**Work to do**
Which lines in the listing below contain the string "path"? Collect every one of them, each in full.

=-=-=-=-=

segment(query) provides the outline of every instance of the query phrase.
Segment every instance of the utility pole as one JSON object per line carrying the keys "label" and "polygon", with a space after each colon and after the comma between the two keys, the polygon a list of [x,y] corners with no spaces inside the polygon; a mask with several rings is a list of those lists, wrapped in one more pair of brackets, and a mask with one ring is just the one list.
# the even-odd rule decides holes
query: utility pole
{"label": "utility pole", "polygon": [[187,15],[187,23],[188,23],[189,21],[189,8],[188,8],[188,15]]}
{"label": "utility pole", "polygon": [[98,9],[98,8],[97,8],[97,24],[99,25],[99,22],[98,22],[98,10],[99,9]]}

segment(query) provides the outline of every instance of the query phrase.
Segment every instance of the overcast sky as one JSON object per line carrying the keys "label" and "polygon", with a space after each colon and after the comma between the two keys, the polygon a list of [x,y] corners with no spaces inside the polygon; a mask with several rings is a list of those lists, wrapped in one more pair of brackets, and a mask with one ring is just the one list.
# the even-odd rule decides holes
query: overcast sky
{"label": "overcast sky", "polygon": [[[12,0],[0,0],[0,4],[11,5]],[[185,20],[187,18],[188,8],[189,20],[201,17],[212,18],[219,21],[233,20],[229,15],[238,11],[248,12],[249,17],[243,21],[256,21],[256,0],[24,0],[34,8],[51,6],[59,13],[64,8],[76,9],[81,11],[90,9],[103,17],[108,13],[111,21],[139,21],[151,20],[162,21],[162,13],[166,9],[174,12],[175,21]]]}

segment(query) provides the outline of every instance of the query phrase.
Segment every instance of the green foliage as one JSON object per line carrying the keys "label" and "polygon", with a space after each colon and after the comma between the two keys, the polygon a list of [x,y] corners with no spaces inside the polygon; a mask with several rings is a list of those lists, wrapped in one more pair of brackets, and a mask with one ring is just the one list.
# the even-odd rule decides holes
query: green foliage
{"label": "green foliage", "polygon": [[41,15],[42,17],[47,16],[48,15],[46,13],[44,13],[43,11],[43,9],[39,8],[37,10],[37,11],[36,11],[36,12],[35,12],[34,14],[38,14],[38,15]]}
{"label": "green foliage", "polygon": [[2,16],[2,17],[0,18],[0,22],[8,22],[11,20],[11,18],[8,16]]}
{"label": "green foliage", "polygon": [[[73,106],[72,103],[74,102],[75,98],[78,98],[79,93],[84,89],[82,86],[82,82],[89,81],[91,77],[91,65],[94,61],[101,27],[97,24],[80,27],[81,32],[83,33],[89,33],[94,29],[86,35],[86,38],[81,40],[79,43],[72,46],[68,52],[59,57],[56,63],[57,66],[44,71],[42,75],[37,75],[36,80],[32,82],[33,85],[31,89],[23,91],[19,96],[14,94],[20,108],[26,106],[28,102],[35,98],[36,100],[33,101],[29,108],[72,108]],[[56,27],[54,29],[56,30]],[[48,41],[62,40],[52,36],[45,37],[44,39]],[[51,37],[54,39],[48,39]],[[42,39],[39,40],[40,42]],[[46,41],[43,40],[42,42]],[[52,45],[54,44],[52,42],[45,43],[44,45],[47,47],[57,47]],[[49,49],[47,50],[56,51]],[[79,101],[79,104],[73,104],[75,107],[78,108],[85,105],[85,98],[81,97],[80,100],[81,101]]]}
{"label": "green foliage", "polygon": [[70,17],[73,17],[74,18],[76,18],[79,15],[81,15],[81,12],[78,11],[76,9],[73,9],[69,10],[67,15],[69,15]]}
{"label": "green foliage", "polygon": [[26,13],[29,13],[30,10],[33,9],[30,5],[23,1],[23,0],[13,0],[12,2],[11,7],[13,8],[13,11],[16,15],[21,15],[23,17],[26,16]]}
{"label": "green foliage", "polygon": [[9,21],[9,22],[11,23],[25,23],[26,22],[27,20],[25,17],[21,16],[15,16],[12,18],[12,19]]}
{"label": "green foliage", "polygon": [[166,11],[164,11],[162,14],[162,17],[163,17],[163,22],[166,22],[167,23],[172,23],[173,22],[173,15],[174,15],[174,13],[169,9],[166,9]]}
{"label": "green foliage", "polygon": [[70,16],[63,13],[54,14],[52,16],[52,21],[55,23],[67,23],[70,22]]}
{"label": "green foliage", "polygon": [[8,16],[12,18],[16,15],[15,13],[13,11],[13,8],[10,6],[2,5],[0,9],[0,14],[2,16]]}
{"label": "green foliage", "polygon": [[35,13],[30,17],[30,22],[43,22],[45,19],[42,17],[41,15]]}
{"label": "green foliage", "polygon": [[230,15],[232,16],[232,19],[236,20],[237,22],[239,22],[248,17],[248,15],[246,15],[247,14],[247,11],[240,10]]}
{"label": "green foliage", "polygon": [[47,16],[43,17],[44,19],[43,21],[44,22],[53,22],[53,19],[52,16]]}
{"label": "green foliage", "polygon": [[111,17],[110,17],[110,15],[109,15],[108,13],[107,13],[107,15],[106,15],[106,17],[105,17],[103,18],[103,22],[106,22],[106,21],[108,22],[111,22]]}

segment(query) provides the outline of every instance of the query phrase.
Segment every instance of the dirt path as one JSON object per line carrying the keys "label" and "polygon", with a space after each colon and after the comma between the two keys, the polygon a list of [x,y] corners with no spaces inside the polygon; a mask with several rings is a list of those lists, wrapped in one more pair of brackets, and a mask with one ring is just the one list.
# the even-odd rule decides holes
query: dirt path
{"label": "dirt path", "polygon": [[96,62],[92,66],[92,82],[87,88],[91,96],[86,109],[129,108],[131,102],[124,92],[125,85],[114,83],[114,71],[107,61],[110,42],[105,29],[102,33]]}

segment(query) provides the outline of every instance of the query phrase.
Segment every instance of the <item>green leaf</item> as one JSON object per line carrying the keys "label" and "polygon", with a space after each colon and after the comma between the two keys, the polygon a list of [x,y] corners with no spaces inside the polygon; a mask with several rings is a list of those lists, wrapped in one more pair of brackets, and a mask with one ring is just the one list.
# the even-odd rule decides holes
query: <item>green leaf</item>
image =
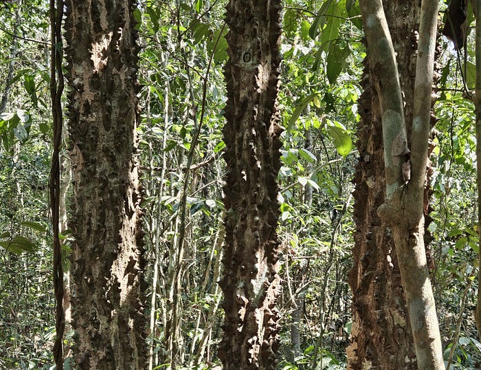
{"label": "green leaf", "polygon": [[214,207],[216,206],[216,201],[214,199],[207,199],[207,200],[205,200],[205,205],[208,207],[213,208]]}
{"label": "green leaf", "polygon": [[295,108],[294,113],[292,113],[292,116],[287,123],[287,127],[286,128],[286,131],[287,133],[290,133],[291,130],[292,129],[292,126],[294,124],[294,123],[295,123],[295,121],[298,120],[298,118],[299,118],[299,116],[302,113],[302,111],[304,111],[304,109],[306,108],[306,106],[309,104],[309,102],[311,102],[311,101],[315,96],[319,96],[319,93],[317,92],[315,92],[314,94],[309,95],[307,98],[304,98],[300,104]]}
{"label": "green leaf", "polygon": [[172,149],[175,148],[177,146],[177,142],[175,140],[168,140],[167,141],[167,146],[166,146],[166,149],[164,149],[164,151],[170,151]]}
{"label": "green leaf", "polygon": [[461,237],[456,241],[456,244],[455,247],[458,250],[462,250],[466,246],[468,238],[467,238],[466,237]]}
{"label": "green leaf", "polygon": [[133,11],[133,19],[137,21],[135,25],[135,29],[139,30],[140,28],[140,25],[142,23],[142,13],[138,8],[135,8]]}
{"label": "green leaf", "polygon": [[314,18],[314,21],[309,30],[309,36],[313,40],[315,39],[321,30],[324,28],[326,24],[326,14],[327,14],[327,10],[332,4],[333,1],[333,0],[327,0],[324,1],[322,6],[321,6],[321,8],[319,10],[319,13],[317,13],[317,15]]}
{"label": "green leaf", "polygon": [[17,235],[10,241],[0,241],[0,247],[16,254],[23,252],[32,253],[36,248],[34,243],[21,235]]}
{"label": "green leaf", "polygon": [[309,163],[315,163],[315,162],[317,160],[317,158],[316,158],[315,155],[314,155],[307,149],[304,149],[302,148],[299,149],[299,154],[300,154],[301,157],[302,157]]}
{"label": "green leaf", "polygon": [[346,67],[346,59],[350,54],[348,47],[341,49],[336,43],[332,43],[327,55],[327,78],[331,85],[335,83],[337,77]]}
{"label": "green leaf", "polygon": [[337,126],[328,126],[327,129],[337,152],[343,157],[348,155],[353,149],[353,142],[349,133]]}
{"label": "green leaf", "polygon": [[284,32],[289,39],[294,37],[298,30],[298,14],[293,9],[288,8],[284,14]]}
{"label": "green leaf", "polygon": [[289,212],[288,210],[285,210],[285,211],[282,212],[282,213],[281,213],[280,220],[281,221],[286,221],[290,217],[291,217],[291,213]]}
{"label": "green leaf", "polygon": [[476,66],[471,62],[462,65],[463,73],[466,72],[466,85],[468,89],[474,89],[476,84]]}
{"label": "green leaf", "polygon": [[21,225],[23,226],[27,226],[27,228],[30,228],[31,229],[36,230],[37,231],[40,231],[41,232],[45,232],[45,231],[47,231],[47,228],[44,225],[42,225],[38,222],[25,221],[24,222],[22,222]]}
{"label": "green leaf", "polygon": [[30,96],[34,107],[38,105],[38,99],[36,96],[36,88],[35,87],[35,78],[31,74],[23,75],[23,87],[25,91]]}
{"label": "green leaf", "polygon": [[146,12],[150,17],[150,22],[152,22],[153,30],[155,34],[159,31],[159,18],[160,17],[159,12],[154,9],[152,6],[148,6],[146,8]]}
{"label": "green leaf", "polygon": [[311,24],[305,19],[301,22],[301,36],[304,40],[309,39],[309,30],[311,30]]}
{"label": "green leaf", "polygon": [[307,184],[307,177],[299,176],[298,177],[298,182],[299,182],[299,184],[300,184],[302,186],[305,186]]}
{"label": "green leaf", "polygon": [[361,9],[359,1],[355,0],[347,0],[346,10],[348,12],[349,19],[358,29],[362,30],[362,20],[361,19]]}
{"label": "green leaf", "polygon": [[225,148],[225,143],[223,140],[221,140],[214,148],[214,153],[219,153],[224,148]]}
{"label": "green leaf", "polygon": [[204,7],[203,0],[197,0],[195,2],[195,11],[200,13]]}
{"label": "green leaf", "polygon": [[311,180],[311,179],[307,179],[307,183],[311,185],[313,189],[320,191],[321,188],[317,185],[317,183],[315,182],[314,180]]}
{"label": "green leaf", "polygon": [[341,26],[341,13],[339,6],[333,3],[326,12],[326,27],[322,30],[321,43],[323,50],[326,51],[331,43],[337,39],[339,30]]}

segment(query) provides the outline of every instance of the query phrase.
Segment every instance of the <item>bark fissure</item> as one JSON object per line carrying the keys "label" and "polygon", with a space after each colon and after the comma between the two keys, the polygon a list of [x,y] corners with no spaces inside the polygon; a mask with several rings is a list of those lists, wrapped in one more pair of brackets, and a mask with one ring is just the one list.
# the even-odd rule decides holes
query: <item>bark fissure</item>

=-=-=-=-=

**Exercise answer**
Segment every instance of the dirt path as one JSON object per line carrying the keys "label" and "polygon", with a space after each colon and after the comma between the two keys, the polygon a list of [x,y] corners with no spaces inside the polygon; a mask with several rings is a list of those lists, wrapped in one more pair of brackets, and a mask with one ring is just the one list.
query: dirt path
{"label": "dirt path", "polygon": [[96,62],[92,66],[92,82],[87,88],[91,96],[86,109],[129,108],[131,102],[124,92],[125,85],[114,83],[114,71],[107,61],[110,42],[105,29],[102,33]]}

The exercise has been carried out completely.